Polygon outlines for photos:

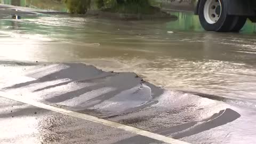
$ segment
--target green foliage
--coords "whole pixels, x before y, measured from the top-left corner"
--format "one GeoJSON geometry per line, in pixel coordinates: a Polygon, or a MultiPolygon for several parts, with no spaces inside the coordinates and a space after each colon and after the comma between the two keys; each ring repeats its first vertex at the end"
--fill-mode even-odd
{"type": "Polygon", "coordinates": [[[63,0],[71,13],[85,14],[91,5],[91,0],[63,0]]]}
{"type": "MultiPolygon", "coordinates": [[[[90,8],[91,0],[63,0],[69,12],[84,14],[90,8]]],[[[94,0],[97,9],[123,13],[154,14],[160,9],[151,5],[152,0],[94,0]]]]}

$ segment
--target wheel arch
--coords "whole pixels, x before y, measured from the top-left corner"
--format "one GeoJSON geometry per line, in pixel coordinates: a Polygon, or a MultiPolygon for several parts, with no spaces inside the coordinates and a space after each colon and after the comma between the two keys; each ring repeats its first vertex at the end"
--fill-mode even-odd
{"type": "MultiPolygon", "coordinates": [[[[255,12],[253,7],[253,0],[223,0],[227,3],[228,13],[229,15],[253,17],[255,16],[255,12]]],[[[199,5],[202,1],[198,0],[195,10],[195,14],[198,14],[199,5]]]]}

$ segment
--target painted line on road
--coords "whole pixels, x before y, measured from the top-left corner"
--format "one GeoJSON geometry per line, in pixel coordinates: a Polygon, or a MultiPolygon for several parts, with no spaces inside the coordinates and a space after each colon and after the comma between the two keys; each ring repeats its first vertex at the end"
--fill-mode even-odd
{"type": "Polygon", "coordinates": [[[139,129],[131,126],[128,126],[120,124],[117,122],[108,121],[104,119],[98,118],[97,117],[88,115],[86,114],[81,114],[77,112],[68,110],[62,108],[57,108],[54,106],[48,105],[43,103],[35,101],[33,100],[24,99],[24,98],[20,98],[18,96],[3,96],[6,95],[7,93],[0,91],[0,97],[7,98],[9,99],[15,100],[17,101],[21,102],[22,103],[28,104],[38,108],[49,110],[51,111],[57,112],[60,114],[67,115],[69,116],[79,118],[83,119],[89,121],[90,122],[94,122],[96,123],[101,124],[106,126],[112,127],[114,128],[117,128],[123,130],[125,131],[137,134],[138,135],[142,135],[146,137],[148,137],[153,139],[157,140],[164,142],[171,143],[171,144],[189,144],[186,142],[180,141],[178,140],[174,139],[169,137],[167,137],[160,134],[152,133],[149,131],[139,129]]]}

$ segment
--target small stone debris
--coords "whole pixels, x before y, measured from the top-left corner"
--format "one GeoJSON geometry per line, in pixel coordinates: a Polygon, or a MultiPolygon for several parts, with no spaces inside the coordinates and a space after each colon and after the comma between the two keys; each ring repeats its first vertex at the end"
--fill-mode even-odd
{"type": "Polygon", "coordinates": [[[18,15],[17,14],[12,14],[12,18],[13,19],[19,20],[21,19],[20,15],[18,15]]]}

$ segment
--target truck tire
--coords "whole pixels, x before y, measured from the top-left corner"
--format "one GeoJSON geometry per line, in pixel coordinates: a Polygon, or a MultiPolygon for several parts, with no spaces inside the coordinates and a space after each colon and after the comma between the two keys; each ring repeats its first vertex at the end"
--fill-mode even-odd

*Short problem*.
Return each line above that contains the string "target".

*The result*.
--target green foliage
--target wheel arch
--target painted line on road
--target small stone debris
--target truck tire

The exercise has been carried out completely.